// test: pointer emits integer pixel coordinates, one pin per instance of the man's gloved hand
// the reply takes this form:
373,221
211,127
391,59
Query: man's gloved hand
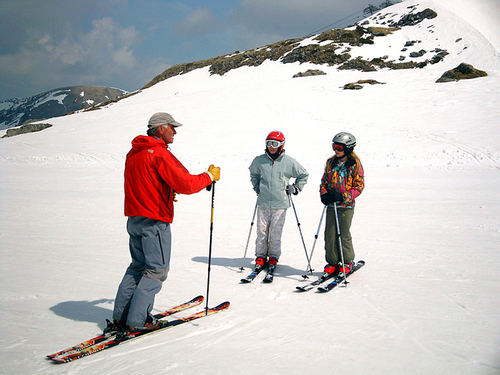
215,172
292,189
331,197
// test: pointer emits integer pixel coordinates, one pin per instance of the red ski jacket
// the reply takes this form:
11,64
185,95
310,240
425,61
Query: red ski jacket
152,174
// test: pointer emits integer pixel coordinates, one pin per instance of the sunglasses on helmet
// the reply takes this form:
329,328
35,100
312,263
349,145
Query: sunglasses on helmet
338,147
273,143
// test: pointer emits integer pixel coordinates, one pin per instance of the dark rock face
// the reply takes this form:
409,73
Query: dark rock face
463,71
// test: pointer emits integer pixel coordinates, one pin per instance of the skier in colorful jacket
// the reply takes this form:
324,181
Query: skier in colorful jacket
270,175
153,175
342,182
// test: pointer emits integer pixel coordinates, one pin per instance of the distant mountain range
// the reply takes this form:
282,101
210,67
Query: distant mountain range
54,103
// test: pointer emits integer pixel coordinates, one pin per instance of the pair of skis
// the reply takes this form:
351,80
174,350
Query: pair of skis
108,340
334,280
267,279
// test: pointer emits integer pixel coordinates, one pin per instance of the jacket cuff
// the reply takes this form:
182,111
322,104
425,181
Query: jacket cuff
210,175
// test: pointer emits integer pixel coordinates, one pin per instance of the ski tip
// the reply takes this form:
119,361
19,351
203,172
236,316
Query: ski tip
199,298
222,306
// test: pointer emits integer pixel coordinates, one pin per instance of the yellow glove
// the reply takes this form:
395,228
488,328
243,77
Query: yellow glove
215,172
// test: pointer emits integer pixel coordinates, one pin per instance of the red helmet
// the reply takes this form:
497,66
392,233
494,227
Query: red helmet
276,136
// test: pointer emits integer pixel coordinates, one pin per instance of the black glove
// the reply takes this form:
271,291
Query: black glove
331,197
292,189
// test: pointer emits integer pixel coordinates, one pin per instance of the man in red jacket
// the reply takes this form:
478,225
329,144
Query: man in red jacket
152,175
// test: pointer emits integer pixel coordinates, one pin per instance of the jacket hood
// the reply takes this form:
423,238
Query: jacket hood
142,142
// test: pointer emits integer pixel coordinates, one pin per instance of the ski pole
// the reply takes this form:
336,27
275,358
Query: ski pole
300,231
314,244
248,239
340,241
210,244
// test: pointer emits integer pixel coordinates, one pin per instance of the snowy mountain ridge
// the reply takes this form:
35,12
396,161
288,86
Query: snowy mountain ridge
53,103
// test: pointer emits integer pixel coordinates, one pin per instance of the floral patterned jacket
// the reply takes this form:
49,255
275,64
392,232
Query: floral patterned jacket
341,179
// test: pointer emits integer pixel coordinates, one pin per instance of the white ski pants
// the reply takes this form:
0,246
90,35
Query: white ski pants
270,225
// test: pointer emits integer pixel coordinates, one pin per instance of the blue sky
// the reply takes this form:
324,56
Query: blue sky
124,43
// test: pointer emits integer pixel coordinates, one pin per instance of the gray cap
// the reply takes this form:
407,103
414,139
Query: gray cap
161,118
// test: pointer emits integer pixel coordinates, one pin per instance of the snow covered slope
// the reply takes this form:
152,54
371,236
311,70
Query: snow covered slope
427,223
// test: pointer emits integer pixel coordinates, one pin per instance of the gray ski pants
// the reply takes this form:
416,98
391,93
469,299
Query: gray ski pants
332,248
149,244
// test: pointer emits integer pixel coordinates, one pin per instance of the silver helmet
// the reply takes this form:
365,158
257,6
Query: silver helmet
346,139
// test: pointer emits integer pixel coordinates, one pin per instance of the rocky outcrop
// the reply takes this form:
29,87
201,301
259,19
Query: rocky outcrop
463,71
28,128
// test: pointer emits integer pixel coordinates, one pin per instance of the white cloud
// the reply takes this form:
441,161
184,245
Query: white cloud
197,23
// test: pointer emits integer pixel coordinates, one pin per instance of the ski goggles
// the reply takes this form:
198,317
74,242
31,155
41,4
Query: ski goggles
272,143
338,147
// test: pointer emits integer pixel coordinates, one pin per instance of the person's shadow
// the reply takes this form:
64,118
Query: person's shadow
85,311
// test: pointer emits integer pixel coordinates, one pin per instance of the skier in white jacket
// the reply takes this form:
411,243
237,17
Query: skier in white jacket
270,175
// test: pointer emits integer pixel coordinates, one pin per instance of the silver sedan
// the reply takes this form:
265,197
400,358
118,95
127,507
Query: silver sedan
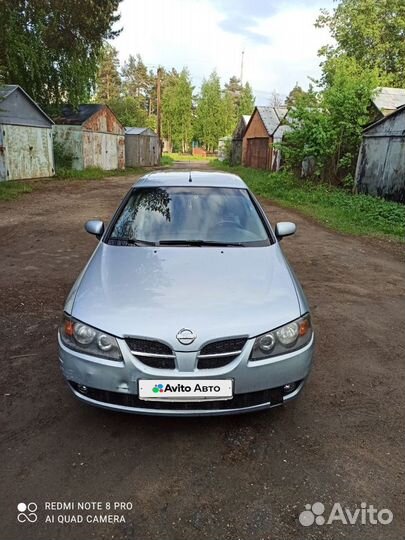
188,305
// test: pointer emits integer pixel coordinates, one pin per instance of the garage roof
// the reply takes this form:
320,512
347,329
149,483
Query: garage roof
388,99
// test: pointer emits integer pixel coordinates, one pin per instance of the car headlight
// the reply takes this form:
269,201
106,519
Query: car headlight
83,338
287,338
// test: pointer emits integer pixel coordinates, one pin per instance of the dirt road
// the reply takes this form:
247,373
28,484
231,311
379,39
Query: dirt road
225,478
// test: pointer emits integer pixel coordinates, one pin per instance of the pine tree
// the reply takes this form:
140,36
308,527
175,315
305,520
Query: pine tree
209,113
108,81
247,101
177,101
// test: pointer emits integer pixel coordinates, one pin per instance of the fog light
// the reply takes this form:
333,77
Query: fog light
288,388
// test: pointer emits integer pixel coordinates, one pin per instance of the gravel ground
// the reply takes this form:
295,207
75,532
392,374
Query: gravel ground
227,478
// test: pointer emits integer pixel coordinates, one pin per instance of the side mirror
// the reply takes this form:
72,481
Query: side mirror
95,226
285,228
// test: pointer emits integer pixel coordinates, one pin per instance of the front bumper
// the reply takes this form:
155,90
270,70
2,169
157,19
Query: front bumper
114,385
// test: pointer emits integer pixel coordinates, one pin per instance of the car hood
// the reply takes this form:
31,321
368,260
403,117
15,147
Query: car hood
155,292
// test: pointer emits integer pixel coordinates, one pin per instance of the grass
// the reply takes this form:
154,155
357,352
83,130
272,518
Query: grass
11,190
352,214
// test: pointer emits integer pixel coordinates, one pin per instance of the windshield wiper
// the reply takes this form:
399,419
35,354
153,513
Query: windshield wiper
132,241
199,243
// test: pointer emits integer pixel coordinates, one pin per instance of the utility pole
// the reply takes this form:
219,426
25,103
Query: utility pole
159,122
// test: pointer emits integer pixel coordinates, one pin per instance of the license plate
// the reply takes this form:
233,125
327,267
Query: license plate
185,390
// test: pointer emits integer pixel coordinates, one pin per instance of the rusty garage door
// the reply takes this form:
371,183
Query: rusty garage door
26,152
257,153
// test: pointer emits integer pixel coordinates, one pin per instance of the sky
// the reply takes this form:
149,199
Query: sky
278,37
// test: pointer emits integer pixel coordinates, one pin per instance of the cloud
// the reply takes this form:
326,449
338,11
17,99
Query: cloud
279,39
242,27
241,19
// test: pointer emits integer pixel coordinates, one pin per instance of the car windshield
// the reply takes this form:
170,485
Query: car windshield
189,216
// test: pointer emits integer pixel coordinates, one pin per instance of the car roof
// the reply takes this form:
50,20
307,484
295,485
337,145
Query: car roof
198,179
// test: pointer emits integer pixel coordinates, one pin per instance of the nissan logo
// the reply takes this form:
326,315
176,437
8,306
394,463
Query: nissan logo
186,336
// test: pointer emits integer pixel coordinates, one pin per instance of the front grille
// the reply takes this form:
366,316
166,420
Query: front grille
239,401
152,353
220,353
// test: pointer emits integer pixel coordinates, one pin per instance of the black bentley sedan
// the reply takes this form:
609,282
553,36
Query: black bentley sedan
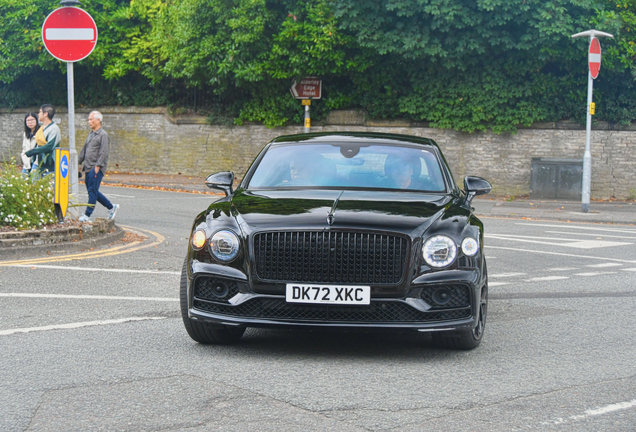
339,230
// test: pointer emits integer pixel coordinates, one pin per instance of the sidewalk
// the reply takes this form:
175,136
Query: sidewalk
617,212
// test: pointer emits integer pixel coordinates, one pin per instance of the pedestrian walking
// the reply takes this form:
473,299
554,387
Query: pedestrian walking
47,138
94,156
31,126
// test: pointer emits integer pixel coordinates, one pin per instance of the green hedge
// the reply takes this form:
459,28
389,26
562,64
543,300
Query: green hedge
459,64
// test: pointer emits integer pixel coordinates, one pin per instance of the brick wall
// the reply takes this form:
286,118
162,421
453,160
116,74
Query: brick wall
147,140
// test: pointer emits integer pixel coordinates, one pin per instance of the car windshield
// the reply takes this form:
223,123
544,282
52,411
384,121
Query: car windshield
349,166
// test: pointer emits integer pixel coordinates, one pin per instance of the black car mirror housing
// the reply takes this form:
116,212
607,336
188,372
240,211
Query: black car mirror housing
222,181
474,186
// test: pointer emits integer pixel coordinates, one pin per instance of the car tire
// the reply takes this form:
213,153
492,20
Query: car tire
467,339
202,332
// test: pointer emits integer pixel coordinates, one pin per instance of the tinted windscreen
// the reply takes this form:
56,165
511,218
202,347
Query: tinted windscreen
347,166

------------------------------------------------

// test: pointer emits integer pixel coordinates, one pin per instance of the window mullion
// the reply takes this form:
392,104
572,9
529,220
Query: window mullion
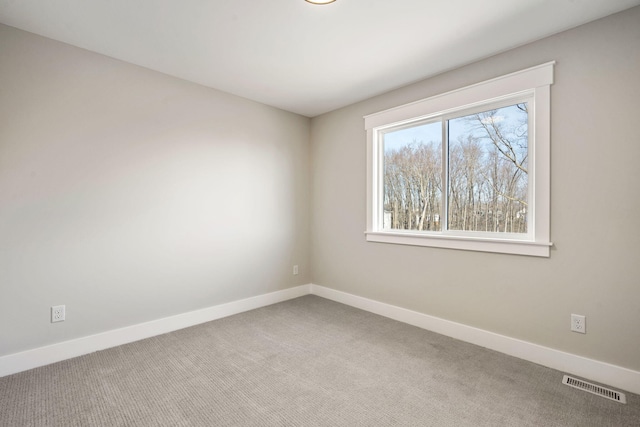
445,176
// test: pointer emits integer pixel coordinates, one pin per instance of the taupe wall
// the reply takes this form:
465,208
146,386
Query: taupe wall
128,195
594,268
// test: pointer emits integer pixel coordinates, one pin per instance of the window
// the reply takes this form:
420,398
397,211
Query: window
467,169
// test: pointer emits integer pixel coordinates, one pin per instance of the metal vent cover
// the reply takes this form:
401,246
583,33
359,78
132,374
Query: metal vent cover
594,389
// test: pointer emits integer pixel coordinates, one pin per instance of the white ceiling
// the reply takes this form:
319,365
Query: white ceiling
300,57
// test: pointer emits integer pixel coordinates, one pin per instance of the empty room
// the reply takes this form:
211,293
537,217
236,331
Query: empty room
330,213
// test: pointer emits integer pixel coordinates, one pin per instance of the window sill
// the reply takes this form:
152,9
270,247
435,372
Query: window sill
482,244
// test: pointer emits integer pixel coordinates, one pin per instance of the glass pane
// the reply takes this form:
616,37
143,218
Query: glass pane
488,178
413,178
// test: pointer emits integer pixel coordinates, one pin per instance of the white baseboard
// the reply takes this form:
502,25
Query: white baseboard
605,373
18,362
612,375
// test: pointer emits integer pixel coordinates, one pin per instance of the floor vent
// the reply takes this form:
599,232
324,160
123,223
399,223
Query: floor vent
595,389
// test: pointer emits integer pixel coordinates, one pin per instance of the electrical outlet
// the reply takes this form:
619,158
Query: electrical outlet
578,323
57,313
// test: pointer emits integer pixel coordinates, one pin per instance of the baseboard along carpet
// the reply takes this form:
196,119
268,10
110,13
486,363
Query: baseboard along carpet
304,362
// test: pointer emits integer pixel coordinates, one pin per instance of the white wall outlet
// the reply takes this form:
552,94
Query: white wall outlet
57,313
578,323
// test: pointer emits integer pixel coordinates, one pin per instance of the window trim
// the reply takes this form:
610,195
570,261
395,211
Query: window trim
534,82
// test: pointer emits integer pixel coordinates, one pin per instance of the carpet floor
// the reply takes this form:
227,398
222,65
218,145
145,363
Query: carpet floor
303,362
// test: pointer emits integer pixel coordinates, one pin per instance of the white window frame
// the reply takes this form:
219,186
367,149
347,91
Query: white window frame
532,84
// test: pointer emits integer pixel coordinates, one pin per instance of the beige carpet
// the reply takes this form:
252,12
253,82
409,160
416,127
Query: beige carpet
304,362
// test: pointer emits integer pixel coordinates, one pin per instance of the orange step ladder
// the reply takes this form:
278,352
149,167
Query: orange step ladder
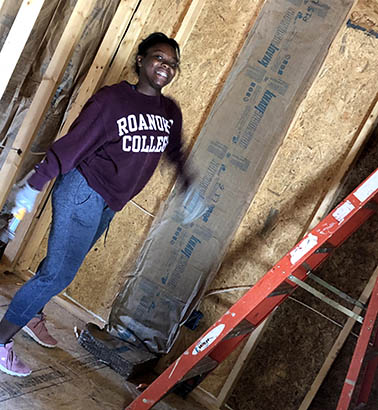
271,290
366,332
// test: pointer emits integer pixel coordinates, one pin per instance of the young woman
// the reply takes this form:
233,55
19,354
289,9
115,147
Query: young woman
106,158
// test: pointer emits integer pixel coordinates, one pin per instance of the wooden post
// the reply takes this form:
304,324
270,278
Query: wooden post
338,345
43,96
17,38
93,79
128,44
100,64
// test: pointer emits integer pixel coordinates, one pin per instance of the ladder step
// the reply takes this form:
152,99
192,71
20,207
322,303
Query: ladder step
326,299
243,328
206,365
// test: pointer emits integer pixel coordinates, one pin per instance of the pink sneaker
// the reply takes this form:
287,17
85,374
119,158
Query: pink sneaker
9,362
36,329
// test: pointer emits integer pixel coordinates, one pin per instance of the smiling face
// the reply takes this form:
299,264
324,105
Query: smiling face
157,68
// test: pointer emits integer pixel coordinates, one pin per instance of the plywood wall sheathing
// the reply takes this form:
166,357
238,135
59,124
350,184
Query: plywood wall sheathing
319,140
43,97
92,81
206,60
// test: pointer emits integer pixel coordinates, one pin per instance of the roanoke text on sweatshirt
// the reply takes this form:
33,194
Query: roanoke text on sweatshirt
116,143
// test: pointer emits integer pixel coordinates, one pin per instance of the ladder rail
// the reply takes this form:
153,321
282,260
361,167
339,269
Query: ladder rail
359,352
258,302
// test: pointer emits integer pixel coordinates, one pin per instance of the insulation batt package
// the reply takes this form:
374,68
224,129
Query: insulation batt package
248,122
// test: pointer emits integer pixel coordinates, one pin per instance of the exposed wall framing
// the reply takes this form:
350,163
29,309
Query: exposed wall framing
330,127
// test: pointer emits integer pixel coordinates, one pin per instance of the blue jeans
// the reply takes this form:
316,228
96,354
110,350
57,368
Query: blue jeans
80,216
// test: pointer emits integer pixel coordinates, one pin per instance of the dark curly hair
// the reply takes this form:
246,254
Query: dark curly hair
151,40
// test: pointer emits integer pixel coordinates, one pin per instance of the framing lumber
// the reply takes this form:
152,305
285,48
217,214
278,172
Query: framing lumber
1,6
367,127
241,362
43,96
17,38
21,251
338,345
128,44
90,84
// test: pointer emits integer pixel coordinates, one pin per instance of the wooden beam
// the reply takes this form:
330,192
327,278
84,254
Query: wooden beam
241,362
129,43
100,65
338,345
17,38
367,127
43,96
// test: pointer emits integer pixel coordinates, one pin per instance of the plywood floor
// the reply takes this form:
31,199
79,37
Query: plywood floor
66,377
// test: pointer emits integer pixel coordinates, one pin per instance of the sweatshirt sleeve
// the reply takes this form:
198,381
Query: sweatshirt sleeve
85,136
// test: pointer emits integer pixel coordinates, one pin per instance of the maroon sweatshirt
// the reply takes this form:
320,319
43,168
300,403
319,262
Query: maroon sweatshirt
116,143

------------------------------------------------

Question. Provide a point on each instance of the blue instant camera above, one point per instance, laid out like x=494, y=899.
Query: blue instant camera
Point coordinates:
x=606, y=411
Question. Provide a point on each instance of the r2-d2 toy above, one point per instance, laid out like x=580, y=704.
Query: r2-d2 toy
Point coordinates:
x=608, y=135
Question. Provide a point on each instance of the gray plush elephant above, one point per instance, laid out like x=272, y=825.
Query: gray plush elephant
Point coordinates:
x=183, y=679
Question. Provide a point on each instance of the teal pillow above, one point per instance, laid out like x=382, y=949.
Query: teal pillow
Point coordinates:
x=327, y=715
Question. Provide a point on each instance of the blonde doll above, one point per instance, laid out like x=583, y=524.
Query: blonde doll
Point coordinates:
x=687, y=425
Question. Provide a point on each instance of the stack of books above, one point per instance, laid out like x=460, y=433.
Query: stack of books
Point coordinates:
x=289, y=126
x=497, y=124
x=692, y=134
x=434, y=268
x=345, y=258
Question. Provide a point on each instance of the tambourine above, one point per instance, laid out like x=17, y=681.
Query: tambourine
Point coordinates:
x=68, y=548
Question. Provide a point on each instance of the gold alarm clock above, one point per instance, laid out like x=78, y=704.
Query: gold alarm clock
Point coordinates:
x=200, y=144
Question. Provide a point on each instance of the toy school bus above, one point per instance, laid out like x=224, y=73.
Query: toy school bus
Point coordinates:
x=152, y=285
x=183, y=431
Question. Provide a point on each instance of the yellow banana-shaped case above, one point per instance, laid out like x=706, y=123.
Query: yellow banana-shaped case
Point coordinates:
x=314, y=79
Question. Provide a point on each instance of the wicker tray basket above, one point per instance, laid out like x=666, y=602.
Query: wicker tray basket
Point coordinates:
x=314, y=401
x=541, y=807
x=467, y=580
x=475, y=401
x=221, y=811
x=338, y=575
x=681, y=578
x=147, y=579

------------------------------------------------

■ **Try it**: State, as a bare number, how many lines of the listing hold the word "wicker".

■ **Task response**: 2